** OBJECTIVES **
1 - Answer these questions using the excerpt on legal aid fees.
(a) When does the Department expect the final bills for very high cost cases to be lodged?
(b) Which body is named as the regulatory body for solicitors?
(c) Whose recent report indicated that there was no empirical evidence of an impact on access to justice?
2 - Retype the lines of the records from the line containing "Does any shower" through the end of the records, keeping each line the same.

** EXTRACTED TEXT **
Questions have been raised about the financial impact of the measures that have been introduced.  As the Committee is aware, that is complex due to the mix of cost reductions and the volume increases over the period.  It is true that the full impact of the reductions will not work through until next year, not least because of the time that it will take for the very high cost cases (VHCCs) to work through.  However, we expect the final bills for VHCCs to be lodged this year. 

 

It might be helpful if I referred the Committee to the DALO letter of 27 June in which we sought to separate the changes that resulted from the removal of the VHCC arrangements and the changes in the non-VHCC costs and tried to identity the impact that the extra Crown Court judge had.  That confirms that the reduction has been made in relation to VHCCs and sets out the average cost for the new fees. There is also a suggestion that changes in the Crown Court fees in 2011 had a negative impact on barristers and solicitors' firms.  We accept that there may have been some changes in practice in recent years; however, it has been impossible to quantify that or to assess the extent to which it is driven by changes to the Crown Court fees or the wider economic environment.  We have attempted to obtain data to analyse the impact.  We have invited those who responded to the consultation to provide any evidence of impact but have had little response.

 

The Law Society is the regulatory body for solicitors, and we understand that, to practice in Northern Ireland, solicitors must be registered with it and hold current practising certificates.  We approached the Law Society to provide any information that it may have that would help that evaluation, but, unfortunately, it indicated that it was unable to help. The Bar Council has also indicated that the reduction in fees in the Crown Court has had an impact, in particular on junior counsel.  Again, we have not been provided with any data to support that view or to suggest that the impact is due to the level of fees rather than the overall volume of business. 

 

The Committee will recall that we are consulting on proposals for the introduction of a statutory registration scheme.  Clearly, that will provide valuable data in future changes in the numbers of solicitors and barristers registered to undertake legal aid work.  Until that is in place, we will have to rely on any material that can be provided from elsewhere.

 

For the Department, a critical factor in respect of the impact of the new fee structure is the impact on access to justice.  There is no evidence to suggest that Crown Court defendants were unable to access the appropriate representation, and I believe that the Law Society confirmed last week that it had not had any difficulty in obtaining barristers to act within the current fee scheme.  We have no reason to expect that that will change with the introduction of the new fee structure.  We also take some comfort from the recent report by Criminal Justice Inspection, which indicated that there was no empirical evidence of an impact on access to justice.  It also recorded that some of the bigger solicitors' firms were appearing on court lists and providing day surgeries in more rural areas.

** EXERCISE INPUTS **
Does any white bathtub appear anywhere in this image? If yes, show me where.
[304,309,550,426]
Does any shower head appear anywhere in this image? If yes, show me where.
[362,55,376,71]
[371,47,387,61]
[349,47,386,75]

** RESULTS OF THE EXERCISE **
1 -
(a) This year.
(b) The Law Society.
(c) Criminal Justice Inspection's.

2 -
Does any shower head appear anywhere in this image? If yes, show me where.
[362,55,376,71]
[371,47,387,61]
[349,47,386,75]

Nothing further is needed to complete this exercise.